### What is needed:
From the data below, return the exact lines starting at the line containing "the tree trunk" and ending at the line containing "Thank you for sharing the picture. Please indicate the green", both included, and nothing else.

### Input for this task:
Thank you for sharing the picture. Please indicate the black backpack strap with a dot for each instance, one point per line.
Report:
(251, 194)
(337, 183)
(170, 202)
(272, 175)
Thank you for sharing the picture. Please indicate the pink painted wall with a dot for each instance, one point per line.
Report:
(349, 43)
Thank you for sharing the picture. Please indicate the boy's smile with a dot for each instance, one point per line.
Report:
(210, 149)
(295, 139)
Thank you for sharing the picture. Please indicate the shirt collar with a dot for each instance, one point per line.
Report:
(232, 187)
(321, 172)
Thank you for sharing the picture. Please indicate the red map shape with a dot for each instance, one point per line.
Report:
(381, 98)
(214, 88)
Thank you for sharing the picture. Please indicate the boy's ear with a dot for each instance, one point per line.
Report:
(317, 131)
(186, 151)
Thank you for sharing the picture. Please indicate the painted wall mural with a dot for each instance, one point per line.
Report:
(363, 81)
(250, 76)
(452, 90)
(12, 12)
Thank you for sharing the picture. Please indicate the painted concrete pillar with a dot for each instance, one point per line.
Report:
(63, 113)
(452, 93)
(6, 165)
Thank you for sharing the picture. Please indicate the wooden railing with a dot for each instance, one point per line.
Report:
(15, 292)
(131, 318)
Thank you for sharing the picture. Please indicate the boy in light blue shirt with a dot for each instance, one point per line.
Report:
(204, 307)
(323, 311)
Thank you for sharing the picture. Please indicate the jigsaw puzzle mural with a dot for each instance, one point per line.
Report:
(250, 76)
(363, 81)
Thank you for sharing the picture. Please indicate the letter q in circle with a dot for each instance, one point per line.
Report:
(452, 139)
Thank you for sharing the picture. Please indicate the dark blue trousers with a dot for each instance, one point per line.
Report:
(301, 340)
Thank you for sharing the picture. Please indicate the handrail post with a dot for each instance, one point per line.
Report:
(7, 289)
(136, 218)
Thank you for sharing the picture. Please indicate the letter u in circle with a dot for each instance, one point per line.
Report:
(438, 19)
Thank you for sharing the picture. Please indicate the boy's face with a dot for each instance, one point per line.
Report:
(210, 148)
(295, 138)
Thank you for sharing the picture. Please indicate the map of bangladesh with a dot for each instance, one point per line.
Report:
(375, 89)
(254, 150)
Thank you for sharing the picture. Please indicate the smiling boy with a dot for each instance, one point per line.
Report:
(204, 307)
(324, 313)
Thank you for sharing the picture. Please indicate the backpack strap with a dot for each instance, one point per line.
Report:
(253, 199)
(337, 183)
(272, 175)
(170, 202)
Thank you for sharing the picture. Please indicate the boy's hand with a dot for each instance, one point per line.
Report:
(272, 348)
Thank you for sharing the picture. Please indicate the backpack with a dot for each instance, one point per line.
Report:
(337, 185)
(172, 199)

* * *

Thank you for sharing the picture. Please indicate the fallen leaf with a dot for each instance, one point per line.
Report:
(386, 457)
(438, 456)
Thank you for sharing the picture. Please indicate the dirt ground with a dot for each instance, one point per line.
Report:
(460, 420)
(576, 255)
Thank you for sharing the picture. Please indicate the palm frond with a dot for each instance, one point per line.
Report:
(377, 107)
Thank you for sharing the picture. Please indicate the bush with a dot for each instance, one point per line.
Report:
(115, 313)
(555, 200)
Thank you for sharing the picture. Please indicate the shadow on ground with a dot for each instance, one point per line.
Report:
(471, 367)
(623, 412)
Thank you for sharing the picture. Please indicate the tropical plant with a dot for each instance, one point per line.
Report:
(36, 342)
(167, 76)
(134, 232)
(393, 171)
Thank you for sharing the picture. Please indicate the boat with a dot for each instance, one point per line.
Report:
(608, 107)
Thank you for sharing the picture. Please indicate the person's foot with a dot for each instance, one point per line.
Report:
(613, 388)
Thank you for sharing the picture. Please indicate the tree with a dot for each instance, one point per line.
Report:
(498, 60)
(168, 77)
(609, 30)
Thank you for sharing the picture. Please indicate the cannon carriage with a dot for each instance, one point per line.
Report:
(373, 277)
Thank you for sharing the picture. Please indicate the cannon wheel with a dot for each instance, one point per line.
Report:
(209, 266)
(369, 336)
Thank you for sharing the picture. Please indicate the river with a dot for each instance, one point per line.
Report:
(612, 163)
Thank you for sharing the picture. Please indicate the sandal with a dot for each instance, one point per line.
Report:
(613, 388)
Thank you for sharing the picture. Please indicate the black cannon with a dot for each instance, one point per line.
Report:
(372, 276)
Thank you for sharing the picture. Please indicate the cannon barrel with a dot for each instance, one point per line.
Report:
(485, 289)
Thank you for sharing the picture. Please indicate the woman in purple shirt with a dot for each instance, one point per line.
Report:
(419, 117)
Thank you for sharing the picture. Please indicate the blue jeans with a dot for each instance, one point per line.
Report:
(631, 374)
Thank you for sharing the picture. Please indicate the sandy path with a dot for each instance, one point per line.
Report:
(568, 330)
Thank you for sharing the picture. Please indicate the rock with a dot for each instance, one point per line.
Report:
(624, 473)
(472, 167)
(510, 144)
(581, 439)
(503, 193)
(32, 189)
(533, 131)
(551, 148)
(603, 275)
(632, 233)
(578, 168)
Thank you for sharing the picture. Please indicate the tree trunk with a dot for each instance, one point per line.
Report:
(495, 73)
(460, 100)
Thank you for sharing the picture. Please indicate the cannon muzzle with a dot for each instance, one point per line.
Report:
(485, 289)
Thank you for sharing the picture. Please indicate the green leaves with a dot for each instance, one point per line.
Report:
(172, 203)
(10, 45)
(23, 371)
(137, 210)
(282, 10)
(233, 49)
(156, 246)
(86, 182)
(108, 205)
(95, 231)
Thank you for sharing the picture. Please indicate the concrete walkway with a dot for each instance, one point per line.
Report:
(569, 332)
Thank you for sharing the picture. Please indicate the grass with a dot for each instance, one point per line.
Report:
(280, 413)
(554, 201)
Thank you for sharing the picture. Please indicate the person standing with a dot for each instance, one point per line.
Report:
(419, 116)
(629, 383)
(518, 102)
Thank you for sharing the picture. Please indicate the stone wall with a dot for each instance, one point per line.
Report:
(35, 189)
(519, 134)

### Result below:
Thank you for sharing the picture. Please indicate the tree trunk with a dot for each instance, one point per line.
Report:
(495, 73)
(460, 100)
Thank you for sharing the picture. Please indicate the cannon muzzle with a dot for each instance, one point per line.
Report:
(485, 289)
Thank you for sharing the picture. Please indicate the green leaves with a dot for each instance, one point per line.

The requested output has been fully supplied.